Document excerpt →

[Begin]

Tag Archives: self love

One Sometimes Isn’t the Loneliest Number

In my previous post growing pains I discussed going through a point in your life of self-reflection and growth. A part of this developmental stage is being alone. In this case I am not just focusing on being alone in reference to a romantic relationship but a relationship with yourself. While growing into who you want to be it is important to utilize this alone time to help make yourself better.

While I was going through self-reflection and growing into a better me I found myself feeling a little anti-social. I am not exactly a social butterfly but I am pretty sociable. I like to go to the bar for a nice cocktail or enjoy a nice summer day party to listen to some great music. Slowly but surely I found myself not wanting to be around people, I didn’t want to pick up my phone or return text messages. At first I thought something was wrong with me like I was going through a depression or something but then I realized that I needed this. I was afraid that I would lose friends but my true friends respected the process. I also found that I was able to notice and observe more and this includes people and things. I also noticed some things in myself that I did not like or that needed improvement. I saw things in some people who made me want to no longer involve myself with them. I thought about some friends that I grew apart from that I wanted to reunite with and I also noticed that some people had a whole lot of things going on that I did not want to add more weight on me. Think about this…when most of your friends call you of course it is natural for them to share with you what they are going through. And even though that is what friends do and naturally you want to listen and help but when you are going through it is too much to handle. Being a loyal and true friend I wanted to lend out advice, give my opinion or just sit there and listen to them vent but I knew that I did not want my process to be interrupted. I soon found out that this…being alone…was the best thing to ever happen to me.

If you too are going through this do not get down. Take one day at a time and learn to listen to yourself and figure out your purpose in the midst of all of this “mess”. If you utilize this time positively and smartly I promise that you will come out bigger and better than before.

With Love,

The Single B*tch

Just A Reminder…

It is so important to love yourself.

In today’s society it is so easy to get caught up in who you should be, who you want to be, who you think you should be and what others want you to be. As single women we always think that maybe something is wrong with us so then we try to change ourselves into what we think men want. Never forget who you are and in order for someone else to love you, you have to love yourself first.

[End]

Supplied information →
[Begin]

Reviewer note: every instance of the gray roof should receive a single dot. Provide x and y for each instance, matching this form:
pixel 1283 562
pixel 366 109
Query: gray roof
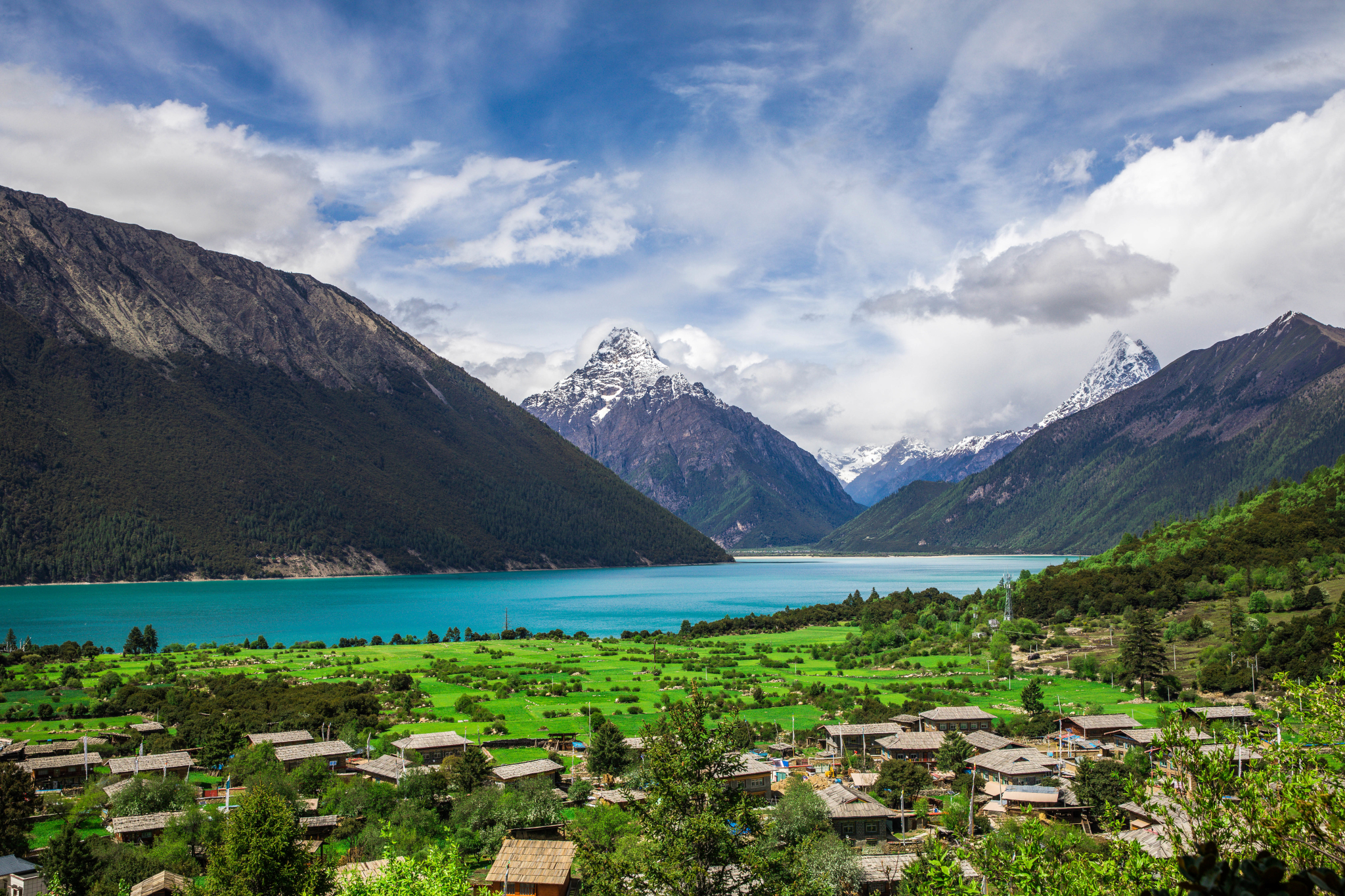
pixel 280 738
pixel 526 769
pixel 132 824
pixel 914 740
pixel 11 864
pixel 988 742
pixel 848 802
pixel 877 729
pixel 386 766
pixel 1151 735
pixel 1111 721
pixel 61 762
pixel 154 762
pixel 322 748
pixel 1223 712
pixel 956 714
pixel 433 739
pixel 1016 762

[End]

What this task involves → Condense the blog post's paragraph beginning "While I was going through self-reflection" into a short bulleted list that keeps its main facts. The entries are separate material, unrelated to the blog post.

Answer to the task →
- While self-reflecting and growing, I felt somewhat anti-social, though I'm normally fairly sociable and enjoy a cocktail at a bar or a summer day party with good music.
- I gradually stopped wanting to be around people, pick up my phone, or return texts.
- At first I worried something was wrong with me, such as depression, but then realized I needed this.
- I feared losing friends, but my true friends respected the process.
- I could notice and observe more, in people, in things, and in myself, including things I didn't like or that needed improvement.
- I saw things in some people that made me want to stop involving myself with them, and I thought about friends I had grown apart from and wanted to reunite with.
- Some people had so much going on that I didn't want to take on that weight. Listening and giving advice is what friends do, but it was too much while I was going through my own process, and I didn't want that process interrupted.
- Being alone turned out to be the best thing ever to happen to me.